## Begin Supplied data
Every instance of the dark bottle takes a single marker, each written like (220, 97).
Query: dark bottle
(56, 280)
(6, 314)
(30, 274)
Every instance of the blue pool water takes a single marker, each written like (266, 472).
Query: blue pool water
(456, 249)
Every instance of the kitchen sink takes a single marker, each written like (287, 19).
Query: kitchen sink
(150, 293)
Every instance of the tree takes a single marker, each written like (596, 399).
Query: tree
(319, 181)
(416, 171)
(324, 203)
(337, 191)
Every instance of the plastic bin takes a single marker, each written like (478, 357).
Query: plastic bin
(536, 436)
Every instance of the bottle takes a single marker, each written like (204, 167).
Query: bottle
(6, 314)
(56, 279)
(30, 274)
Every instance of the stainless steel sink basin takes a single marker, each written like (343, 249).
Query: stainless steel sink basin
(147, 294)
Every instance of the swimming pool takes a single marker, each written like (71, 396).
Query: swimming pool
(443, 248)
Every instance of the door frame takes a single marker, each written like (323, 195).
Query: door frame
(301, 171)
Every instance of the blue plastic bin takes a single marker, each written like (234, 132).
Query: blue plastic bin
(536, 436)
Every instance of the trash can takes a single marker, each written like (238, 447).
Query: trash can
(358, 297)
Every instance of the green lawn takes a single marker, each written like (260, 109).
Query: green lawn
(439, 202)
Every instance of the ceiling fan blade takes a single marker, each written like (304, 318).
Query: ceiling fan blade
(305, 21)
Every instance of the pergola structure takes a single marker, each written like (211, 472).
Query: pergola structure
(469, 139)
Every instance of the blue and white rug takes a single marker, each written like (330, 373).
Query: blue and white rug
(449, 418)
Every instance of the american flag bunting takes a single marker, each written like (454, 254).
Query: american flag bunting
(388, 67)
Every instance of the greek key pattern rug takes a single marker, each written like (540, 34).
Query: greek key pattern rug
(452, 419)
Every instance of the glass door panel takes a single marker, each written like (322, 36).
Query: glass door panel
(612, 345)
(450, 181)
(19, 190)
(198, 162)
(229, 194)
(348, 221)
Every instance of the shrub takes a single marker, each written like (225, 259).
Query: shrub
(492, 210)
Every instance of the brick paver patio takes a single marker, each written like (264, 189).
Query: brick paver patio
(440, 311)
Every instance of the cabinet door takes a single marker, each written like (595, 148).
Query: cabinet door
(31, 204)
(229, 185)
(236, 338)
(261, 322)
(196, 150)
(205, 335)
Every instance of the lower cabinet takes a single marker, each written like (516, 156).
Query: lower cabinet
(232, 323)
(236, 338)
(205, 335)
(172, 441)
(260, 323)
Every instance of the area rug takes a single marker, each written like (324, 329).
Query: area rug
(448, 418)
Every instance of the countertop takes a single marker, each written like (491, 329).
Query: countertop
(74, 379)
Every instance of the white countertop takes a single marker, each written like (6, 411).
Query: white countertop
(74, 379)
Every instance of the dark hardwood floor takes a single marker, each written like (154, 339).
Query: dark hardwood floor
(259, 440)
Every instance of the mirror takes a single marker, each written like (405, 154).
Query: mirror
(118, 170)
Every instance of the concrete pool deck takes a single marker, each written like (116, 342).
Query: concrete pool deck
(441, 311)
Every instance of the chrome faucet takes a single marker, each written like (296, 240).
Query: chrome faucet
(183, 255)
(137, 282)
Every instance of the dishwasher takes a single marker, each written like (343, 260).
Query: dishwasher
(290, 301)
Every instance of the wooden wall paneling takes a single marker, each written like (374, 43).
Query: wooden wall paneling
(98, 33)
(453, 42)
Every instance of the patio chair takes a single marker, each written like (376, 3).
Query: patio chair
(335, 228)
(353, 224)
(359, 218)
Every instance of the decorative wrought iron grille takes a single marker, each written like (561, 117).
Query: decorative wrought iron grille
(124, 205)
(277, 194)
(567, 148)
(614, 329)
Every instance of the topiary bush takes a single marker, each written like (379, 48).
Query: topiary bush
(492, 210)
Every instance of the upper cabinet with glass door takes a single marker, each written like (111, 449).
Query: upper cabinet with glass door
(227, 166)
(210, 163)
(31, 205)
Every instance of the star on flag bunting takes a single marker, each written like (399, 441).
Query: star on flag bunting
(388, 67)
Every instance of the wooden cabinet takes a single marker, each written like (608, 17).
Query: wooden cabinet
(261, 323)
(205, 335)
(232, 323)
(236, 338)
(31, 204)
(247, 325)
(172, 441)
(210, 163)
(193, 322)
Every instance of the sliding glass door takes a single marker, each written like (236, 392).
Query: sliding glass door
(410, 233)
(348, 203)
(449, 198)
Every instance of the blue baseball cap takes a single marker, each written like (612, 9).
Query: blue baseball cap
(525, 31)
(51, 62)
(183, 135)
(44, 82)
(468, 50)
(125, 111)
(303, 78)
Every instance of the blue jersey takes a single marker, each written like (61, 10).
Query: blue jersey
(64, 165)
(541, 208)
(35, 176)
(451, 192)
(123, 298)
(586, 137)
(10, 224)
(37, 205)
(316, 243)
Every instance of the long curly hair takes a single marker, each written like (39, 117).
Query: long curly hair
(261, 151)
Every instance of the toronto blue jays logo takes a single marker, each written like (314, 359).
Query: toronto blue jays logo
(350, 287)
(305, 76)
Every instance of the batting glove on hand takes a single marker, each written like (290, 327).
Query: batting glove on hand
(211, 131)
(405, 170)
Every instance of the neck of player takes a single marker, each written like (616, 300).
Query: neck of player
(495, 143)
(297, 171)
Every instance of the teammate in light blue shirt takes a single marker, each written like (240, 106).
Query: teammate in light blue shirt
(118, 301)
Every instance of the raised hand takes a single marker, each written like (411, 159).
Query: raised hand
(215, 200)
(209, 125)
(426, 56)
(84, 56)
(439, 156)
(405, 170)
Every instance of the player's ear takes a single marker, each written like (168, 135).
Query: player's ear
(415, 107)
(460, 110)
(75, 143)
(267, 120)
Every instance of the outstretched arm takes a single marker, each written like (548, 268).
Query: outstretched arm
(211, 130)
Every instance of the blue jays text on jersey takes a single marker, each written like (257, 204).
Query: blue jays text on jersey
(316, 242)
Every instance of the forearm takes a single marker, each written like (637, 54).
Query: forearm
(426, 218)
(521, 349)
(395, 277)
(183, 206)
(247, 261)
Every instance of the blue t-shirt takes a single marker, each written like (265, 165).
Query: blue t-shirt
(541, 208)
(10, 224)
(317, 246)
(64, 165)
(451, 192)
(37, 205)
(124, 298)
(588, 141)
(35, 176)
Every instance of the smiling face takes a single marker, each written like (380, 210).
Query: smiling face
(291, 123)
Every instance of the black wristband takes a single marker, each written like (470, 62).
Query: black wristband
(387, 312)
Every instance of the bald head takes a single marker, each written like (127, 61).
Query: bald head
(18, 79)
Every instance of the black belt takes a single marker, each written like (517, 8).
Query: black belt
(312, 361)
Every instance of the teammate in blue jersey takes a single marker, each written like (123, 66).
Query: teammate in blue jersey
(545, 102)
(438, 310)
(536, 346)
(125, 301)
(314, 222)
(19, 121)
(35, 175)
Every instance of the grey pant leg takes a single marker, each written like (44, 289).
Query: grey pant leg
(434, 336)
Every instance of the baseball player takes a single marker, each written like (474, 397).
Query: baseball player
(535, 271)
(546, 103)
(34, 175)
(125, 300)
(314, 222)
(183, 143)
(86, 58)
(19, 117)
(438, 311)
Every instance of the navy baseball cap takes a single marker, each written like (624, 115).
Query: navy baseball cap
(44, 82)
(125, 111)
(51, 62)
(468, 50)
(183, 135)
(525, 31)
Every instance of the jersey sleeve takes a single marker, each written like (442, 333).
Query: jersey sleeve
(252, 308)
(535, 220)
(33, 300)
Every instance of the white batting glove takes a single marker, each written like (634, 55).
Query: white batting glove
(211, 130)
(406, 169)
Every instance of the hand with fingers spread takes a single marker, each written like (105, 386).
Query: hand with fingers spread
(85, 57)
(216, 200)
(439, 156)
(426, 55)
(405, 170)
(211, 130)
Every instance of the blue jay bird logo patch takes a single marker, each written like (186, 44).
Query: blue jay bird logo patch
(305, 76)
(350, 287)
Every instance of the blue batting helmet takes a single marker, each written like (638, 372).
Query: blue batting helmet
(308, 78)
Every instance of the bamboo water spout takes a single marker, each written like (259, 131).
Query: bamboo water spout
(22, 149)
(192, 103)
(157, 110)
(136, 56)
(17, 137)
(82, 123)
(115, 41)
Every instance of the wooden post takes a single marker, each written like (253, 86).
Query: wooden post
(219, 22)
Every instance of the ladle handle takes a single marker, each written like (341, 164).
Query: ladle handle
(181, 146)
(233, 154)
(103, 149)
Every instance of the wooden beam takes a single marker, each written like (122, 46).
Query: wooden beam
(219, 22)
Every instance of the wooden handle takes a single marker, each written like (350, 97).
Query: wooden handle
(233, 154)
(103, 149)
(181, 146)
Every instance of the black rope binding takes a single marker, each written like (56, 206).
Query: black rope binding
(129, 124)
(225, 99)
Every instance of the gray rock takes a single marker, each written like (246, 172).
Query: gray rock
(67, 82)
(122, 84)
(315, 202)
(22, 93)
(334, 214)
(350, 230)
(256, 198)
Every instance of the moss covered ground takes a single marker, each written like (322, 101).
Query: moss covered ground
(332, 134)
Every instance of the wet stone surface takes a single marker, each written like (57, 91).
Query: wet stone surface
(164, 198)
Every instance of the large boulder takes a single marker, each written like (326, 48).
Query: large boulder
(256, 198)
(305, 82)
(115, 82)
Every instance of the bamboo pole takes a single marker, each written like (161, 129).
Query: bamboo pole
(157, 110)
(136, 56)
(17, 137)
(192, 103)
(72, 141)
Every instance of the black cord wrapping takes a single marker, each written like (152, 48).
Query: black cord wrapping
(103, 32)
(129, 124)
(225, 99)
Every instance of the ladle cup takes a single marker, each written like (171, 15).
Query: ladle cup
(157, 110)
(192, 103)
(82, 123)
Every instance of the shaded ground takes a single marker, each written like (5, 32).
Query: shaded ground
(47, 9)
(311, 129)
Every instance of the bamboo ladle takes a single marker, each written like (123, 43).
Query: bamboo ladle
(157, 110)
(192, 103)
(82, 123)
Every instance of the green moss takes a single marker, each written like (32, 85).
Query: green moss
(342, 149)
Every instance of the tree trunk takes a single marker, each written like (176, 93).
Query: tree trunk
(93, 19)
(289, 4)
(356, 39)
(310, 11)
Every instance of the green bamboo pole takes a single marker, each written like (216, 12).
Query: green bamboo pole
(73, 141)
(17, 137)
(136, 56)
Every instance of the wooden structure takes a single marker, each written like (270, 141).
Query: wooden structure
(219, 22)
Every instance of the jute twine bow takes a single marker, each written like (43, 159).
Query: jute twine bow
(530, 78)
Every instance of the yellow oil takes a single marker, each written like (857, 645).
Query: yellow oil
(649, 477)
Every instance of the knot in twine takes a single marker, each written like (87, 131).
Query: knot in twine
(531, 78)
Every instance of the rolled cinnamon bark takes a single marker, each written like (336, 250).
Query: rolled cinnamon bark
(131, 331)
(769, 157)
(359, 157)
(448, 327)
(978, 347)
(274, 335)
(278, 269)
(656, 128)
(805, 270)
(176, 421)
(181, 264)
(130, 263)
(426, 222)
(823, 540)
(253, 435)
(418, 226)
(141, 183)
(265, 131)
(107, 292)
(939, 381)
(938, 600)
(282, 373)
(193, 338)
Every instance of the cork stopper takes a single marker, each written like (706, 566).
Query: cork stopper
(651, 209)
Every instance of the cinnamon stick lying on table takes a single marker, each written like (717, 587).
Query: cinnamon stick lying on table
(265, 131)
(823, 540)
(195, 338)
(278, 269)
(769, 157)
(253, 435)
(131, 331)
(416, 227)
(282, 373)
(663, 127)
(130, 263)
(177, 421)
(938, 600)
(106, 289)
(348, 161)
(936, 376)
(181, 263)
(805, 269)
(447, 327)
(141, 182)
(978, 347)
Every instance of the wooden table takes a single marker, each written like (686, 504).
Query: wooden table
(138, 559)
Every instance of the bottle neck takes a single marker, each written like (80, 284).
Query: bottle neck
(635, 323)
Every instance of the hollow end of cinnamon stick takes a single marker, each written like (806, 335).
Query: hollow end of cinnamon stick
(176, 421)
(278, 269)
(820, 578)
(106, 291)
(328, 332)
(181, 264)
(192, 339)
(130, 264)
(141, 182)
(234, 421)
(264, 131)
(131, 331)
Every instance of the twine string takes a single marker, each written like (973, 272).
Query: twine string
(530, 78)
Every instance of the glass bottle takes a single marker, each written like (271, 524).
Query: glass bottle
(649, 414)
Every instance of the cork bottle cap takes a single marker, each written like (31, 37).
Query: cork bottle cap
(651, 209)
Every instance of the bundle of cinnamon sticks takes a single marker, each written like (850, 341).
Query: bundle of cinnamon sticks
## End Supplied data
## What you are asked to do
Output exactly the lines from the one containing "Every instance of the cork stopper" through the last line of the entries, both ends included.

## Task response
Every instance of the cork stopper takes a single marker, each written like (706, 566).
Query: cork stopper
(651, 209)
Every instance of the cinnamon stick lying on table takes a single marker, each written like (717, 587).
Query: cinnamon stick lying on table
(265, 131)
(823, 540)
(195, 338)
(278, 269)
(769, 157)
(253, 435)
(131, 331)
(416, 227)
(282, 373)
(663, 127)
(130, 263)
(177, 421)
(938, 600)
(106, 289)
(348, 161)
(936, 376)
(181, 263)
(805, 269)
(447, 327)
(141, 182)
(978, 347)
Every instance of the wooden table takes a single marker, each written like (686, 504).
Query: wooden table
(138, 559)
Every instance of the bottle neck takes a single marker, each written like (80, 284).
Query: bottle neck
(635, 323)
Every instance of the hollow end of cinnamon stick takes a single marker, each written like (806, 335).
Query: hollow end of cinnamon stick
(176, 421)
(278, 269)
(820, 578)
(106, 291)
(328, 332)
(181, 264)
(192, 339)
(130, 264)
(141, 182)
(234, 421)
(264, 131)
(131, 331)
Every instance of the twine string takes a single marker, each written like (973, 272).
Query: twine string
(530, 78)
Every instance of the glass bottle takes a single marker, each written like (271, 524).
Query: glass bottle
(649, 414)
Every instance of the cork bottle cap takes a single marker, each written like (31, 37).
Query: cork bottle cap
(651, 209)
Every instance of the bundle of cinnamon sticks takes a single marker, each written like (850, 341).
Query: bundle of cinnamon sticks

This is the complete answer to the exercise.